**KUTIPAN TEKS**
────

REPUBLIKA.CO.ID, JAKARTA --Kita hampir tidak pernah menganggap rasa bersalah sebagai sesuatu yang harus disyukuri. Kita selalu diajarkan untuk belajar untuk memaafkan diri sendiri karena kekurangan dan kegagalan seseorang.
Meski begitu ternyata ada keuntungan yang mengejutkan di balik merasa bersalah. Seperti yang dilansir melalui Mindbodygreen , ada penelitian yang diterbitkan dalam Journal of Personality and Social Psychology, menemukan kecenderungan untuk mengantisipasi rasa bersalah adalah salah satu indikator paling jelas dari kepercayaan.
Dalam enam percobaan yang berbeda, para peneliti mengamati cara para peserta membuat keputusan di seluruh
permainan dan survei yang terkait dengan uang dan menemukan mereka yang lebih rentan terhadap kesalahan juga lebih mungkin mengembalikan uang kepada orang lain.

────

Listing dari sebuah dataset:
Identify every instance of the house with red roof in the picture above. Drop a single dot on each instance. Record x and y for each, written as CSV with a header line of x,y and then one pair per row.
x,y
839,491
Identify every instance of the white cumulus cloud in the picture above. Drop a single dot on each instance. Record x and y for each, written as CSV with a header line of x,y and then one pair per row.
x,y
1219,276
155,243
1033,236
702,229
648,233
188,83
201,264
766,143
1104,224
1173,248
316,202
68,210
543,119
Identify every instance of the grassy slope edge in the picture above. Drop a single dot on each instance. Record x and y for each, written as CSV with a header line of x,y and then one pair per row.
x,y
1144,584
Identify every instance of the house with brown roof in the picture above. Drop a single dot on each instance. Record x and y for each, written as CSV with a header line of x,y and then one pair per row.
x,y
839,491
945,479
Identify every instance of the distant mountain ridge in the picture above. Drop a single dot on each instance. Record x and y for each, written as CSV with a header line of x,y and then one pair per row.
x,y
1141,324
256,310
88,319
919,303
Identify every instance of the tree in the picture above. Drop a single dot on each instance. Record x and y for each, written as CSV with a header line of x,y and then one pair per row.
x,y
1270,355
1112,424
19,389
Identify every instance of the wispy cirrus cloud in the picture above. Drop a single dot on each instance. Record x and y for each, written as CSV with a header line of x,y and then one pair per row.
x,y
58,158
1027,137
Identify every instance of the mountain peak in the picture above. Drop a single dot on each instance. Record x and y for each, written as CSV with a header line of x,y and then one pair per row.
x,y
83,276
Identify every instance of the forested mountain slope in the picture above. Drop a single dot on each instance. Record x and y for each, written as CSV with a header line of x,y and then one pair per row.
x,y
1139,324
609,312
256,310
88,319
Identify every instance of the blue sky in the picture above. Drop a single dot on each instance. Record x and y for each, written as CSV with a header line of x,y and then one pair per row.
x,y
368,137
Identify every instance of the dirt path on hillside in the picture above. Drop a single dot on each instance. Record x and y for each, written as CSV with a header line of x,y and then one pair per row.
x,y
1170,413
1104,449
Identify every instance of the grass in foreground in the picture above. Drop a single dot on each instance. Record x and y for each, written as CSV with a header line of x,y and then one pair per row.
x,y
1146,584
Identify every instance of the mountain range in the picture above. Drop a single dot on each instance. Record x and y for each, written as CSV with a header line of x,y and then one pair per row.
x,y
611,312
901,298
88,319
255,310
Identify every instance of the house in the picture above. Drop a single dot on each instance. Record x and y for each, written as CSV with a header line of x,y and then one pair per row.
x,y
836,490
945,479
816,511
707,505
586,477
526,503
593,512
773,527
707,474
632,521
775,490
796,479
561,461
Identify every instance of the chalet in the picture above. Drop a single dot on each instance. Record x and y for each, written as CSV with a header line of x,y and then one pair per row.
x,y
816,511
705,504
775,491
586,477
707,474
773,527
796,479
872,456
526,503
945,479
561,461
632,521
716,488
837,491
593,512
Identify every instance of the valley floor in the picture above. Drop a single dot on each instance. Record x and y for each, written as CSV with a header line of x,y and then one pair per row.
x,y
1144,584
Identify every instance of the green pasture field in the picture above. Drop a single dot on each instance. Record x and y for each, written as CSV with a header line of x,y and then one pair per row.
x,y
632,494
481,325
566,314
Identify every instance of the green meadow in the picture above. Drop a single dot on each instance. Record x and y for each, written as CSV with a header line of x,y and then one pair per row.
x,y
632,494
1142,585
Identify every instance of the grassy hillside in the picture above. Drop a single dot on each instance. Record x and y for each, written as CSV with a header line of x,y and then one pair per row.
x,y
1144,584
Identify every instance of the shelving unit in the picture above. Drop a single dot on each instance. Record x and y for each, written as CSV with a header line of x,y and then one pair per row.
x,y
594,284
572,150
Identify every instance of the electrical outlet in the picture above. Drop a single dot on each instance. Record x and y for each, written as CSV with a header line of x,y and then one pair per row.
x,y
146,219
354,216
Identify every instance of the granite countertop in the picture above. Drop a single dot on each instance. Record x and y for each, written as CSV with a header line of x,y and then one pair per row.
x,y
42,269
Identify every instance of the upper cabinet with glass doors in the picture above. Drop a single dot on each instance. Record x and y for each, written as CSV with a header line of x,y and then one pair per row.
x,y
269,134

────

**LATIHAN**
1. Tulis ulang tanpa perubahan baris-baris listing, mulai dari baris yang memuat "Identify every instance of the shelving" sampai baris terakhir listing, termasuk kedua baris batas tersebut.
2. Teruskan artikel tentang manfaat rasa bersalah dari kalimat terakhir yang tersedia.
Artikel dan listing di atas tidak memiliki hubungan satu sama lain.

**HASIL TUGAS**
1.
Identify every instance of the shelving unit in the picture above. Drop a single dot on each instance. Record x and y for each, written as CSV with a header line of x,y and then one pair per row.
x,y
594,284
572,150
Identify every instance of the electrical outlet in the picture above. Drop a single dot on each instance. Record x and y for each, written as CSV with a header line of x,y and then one pair per row.
x,y
146,219
354,216
Identify every instance of the granite countertop in the picture above. Drop a single dot on each instance. Record x and y for each, written as CSV with a header line of x,y and then one pair per row.
x,y
42,269
Identify every instance of the upper cabinet with glass doors in the picture above. Drop a single dot on each instance. Record x and y for each, written as CSV with a header line of x,y and then one pair per row.
x,y
269,134

2.
Kecenderungan untuk mengharapkan rasa bersalah lebih berkorelasi dengan seberapa andal seseorang daripada sejumlah sifat kepribadian lainnya, termasuk keterbukaan, keterbukaan, keramahan, neurotisisme, dan ketelitian. Ada kesamaan antara selalu merasa bersalah dengan rasa tanggung jawab seseorang.
Orang yang selalu merasa salah juga umumnya bertanggung jawab terhadap orang lain. Khususnya soal tindakan yang bisa mempengaruhi orang lain.
Orang-orang ini secara alami cenderung lebih peka terhadap kebutuhan orang lain. Itu cara yang cukup positif untuk memutar konsep rasa bersalah. Benevolence (keinginan untuk menjadi baik) dan integritas (keinginan untuk menjunjung standar etika) juga memicu kekhawatiran orang tentang rasa bersalah dan kepercayaan mereka selanjutnya.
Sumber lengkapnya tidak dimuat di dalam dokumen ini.